# Start of DATA SUPPLIED
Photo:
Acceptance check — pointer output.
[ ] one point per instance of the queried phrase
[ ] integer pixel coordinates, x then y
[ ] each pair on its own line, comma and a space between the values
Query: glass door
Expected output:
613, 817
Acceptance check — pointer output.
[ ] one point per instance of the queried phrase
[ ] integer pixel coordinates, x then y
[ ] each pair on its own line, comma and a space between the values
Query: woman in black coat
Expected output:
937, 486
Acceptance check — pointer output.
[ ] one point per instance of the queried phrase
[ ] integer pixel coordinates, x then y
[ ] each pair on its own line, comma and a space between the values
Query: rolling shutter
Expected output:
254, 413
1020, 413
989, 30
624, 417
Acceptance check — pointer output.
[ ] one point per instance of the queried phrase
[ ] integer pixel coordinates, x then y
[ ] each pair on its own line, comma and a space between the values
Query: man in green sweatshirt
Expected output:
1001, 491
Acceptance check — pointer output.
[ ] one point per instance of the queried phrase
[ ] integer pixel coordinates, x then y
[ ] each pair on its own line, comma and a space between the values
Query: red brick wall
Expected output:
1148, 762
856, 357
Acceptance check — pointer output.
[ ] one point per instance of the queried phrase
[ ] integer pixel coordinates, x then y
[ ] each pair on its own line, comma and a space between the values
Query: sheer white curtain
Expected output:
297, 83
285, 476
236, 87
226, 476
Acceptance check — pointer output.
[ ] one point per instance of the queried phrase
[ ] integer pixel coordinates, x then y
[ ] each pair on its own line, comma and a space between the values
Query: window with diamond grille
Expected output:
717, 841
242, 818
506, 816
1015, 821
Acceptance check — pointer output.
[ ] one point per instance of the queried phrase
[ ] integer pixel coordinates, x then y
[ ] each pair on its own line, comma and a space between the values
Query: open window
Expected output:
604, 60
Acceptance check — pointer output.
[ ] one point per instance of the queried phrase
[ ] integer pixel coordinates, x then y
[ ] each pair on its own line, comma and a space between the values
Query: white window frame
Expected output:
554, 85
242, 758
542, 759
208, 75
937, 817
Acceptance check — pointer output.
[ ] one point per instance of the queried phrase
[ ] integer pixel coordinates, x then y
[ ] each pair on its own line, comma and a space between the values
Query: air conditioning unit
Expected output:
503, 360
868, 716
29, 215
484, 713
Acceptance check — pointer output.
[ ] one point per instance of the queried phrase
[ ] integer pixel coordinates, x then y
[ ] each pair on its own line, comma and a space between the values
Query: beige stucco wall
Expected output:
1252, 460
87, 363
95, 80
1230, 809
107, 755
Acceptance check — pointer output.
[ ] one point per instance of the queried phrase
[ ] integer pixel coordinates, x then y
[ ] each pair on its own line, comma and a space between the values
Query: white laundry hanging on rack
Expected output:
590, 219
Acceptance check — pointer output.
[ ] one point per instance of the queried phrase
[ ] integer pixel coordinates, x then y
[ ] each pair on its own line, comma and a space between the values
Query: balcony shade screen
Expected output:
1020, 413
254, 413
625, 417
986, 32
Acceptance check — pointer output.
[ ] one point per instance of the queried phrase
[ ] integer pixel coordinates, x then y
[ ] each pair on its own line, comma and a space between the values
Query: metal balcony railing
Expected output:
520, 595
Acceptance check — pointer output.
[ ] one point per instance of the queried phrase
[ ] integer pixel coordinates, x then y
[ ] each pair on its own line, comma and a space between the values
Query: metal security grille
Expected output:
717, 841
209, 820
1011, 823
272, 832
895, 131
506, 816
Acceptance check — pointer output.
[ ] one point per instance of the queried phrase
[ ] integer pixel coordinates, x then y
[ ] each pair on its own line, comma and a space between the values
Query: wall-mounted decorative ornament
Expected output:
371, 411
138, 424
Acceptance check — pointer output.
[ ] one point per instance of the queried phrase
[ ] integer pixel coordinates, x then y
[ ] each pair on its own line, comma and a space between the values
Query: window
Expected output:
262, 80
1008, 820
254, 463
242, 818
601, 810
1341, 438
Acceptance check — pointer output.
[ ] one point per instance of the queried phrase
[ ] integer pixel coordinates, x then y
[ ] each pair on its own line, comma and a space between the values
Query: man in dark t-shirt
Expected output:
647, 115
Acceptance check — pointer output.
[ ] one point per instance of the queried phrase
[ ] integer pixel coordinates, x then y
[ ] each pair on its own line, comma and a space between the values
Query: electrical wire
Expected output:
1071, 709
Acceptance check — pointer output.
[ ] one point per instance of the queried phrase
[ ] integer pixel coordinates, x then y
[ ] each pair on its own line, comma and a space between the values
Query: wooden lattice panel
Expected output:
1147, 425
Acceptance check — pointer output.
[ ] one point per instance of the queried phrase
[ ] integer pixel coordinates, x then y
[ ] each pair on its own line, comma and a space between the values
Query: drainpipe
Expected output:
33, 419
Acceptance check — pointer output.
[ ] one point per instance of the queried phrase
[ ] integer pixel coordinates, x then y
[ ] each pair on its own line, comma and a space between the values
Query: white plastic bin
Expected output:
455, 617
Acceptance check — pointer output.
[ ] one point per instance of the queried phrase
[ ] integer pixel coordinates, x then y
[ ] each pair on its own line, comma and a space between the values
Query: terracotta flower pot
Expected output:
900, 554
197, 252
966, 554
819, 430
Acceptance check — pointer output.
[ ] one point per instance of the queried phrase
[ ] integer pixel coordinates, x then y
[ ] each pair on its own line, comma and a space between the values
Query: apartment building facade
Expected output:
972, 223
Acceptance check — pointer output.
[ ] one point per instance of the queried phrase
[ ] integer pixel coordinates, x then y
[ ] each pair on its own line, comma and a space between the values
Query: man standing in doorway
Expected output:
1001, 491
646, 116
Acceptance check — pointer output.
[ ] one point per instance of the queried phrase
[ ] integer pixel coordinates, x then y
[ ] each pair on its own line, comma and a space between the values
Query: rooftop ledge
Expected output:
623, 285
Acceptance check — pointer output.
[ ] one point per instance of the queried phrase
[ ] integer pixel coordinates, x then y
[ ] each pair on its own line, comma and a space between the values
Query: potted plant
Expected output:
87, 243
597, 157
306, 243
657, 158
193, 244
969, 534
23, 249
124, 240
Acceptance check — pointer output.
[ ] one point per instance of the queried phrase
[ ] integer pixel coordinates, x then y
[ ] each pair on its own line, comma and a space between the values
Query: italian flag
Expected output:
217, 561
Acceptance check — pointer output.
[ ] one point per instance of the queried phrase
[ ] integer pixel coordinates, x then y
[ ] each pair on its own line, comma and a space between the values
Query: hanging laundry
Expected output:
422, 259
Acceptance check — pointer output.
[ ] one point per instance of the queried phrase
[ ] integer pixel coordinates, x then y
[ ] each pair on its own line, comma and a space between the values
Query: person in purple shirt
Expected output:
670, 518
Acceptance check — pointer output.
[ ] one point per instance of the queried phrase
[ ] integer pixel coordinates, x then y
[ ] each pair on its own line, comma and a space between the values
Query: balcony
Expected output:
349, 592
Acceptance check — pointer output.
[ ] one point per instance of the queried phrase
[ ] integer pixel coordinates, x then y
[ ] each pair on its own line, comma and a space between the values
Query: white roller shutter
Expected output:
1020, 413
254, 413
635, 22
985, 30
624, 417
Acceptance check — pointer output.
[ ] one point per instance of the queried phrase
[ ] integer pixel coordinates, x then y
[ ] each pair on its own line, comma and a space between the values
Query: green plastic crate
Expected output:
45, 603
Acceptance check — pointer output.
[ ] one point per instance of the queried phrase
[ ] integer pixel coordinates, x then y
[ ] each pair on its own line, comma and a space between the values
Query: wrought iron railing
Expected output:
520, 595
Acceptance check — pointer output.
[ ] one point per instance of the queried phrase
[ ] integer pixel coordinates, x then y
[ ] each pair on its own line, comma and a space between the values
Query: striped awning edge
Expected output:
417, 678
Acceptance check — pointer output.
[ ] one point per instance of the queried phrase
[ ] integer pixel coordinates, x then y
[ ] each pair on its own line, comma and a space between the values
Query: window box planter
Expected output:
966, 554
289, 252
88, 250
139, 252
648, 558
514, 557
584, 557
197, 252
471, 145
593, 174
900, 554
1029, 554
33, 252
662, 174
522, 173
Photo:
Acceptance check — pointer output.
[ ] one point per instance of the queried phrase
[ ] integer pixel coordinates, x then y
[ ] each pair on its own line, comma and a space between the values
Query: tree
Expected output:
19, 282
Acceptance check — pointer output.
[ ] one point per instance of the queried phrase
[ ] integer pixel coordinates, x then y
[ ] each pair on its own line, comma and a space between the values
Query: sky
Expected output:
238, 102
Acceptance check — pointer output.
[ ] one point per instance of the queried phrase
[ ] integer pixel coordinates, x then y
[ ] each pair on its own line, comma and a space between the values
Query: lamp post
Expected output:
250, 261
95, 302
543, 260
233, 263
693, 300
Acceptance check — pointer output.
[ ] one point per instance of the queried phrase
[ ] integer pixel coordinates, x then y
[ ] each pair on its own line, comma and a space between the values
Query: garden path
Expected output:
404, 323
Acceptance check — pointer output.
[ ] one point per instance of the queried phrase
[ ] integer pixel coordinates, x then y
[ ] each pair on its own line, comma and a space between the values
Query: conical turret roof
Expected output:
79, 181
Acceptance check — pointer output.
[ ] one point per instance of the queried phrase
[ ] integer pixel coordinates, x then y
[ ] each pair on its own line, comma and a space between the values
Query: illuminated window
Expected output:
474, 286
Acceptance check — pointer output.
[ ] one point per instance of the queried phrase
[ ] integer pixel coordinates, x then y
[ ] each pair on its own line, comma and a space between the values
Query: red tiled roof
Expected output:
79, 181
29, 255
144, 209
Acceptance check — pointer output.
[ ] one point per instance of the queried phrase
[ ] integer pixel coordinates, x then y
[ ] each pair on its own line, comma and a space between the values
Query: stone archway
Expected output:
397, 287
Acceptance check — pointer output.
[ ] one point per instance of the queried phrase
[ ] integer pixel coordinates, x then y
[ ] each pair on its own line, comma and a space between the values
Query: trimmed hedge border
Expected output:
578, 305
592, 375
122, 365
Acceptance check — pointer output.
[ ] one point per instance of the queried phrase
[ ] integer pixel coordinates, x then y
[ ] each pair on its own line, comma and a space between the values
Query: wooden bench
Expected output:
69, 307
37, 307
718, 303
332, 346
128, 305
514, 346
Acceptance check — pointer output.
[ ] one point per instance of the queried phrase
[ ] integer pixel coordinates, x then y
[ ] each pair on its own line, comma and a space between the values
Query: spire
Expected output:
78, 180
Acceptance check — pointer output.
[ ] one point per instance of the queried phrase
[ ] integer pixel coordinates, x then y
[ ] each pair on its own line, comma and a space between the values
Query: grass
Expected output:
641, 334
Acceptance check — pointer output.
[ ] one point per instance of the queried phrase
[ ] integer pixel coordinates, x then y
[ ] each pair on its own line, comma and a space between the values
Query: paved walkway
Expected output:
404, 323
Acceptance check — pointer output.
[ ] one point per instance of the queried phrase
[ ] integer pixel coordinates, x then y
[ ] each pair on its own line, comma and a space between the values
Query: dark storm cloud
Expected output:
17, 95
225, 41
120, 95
# End of DATA SUPPLIED
AIM OF THE TASK:
Gather every line of the records that contains the string "dark". Treat uppercase and lowercase letters as different.

EXERCISE OUTPUT:
Query: man in dark t-shirt
Query: dark storm cloud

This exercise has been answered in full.